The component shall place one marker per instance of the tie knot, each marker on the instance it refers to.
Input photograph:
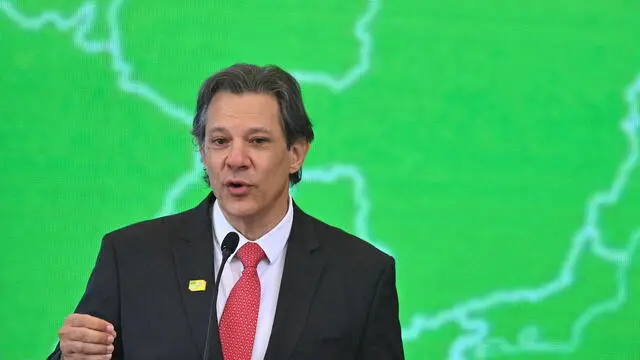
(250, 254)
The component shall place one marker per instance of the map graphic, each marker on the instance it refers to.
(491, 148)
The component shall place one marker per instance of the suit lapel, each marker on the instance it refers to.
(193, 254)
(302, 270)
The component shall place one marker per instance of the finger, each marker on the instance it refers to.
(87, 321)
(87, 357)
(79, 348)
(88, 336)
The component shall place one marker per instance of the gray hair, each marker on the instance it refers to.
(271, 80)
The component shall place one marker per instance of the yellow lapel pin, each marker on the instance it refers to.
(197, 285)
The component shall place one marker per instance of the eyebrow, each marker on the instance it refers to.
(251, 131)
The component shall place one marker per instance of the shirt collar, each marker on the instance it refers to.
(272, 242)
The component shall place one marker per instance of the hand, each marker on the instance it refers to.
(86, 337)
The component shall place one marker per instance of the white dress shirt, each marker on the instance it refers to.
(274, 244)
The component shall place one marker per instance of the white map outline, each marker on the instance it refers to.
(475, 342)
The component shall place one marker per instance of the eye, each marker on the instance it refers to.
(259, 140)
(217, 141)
--- --- ---
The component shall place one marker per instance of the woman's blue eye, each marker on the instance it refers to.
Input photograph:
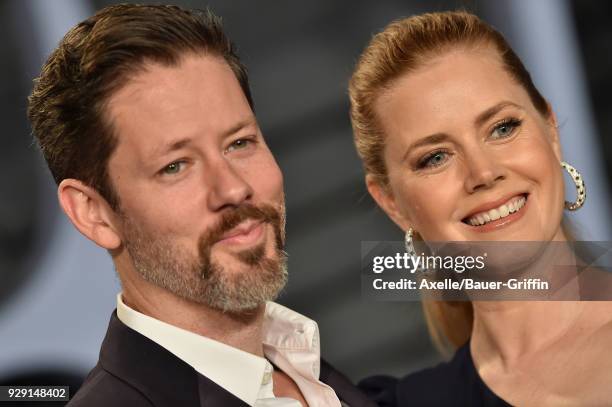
--- --- ---
▸ **THE PROBLEM**: List every line in the listing above that contains the string "shirt", with case counting.

▸ **SOLUTION FOR THIS PROBLEM**:
The component shall place one marker per instance of the shirt collar, each marker on the instance it refers to.
The component shall place one marker per instance of the white dress shirt, each marker on the instance it refers to.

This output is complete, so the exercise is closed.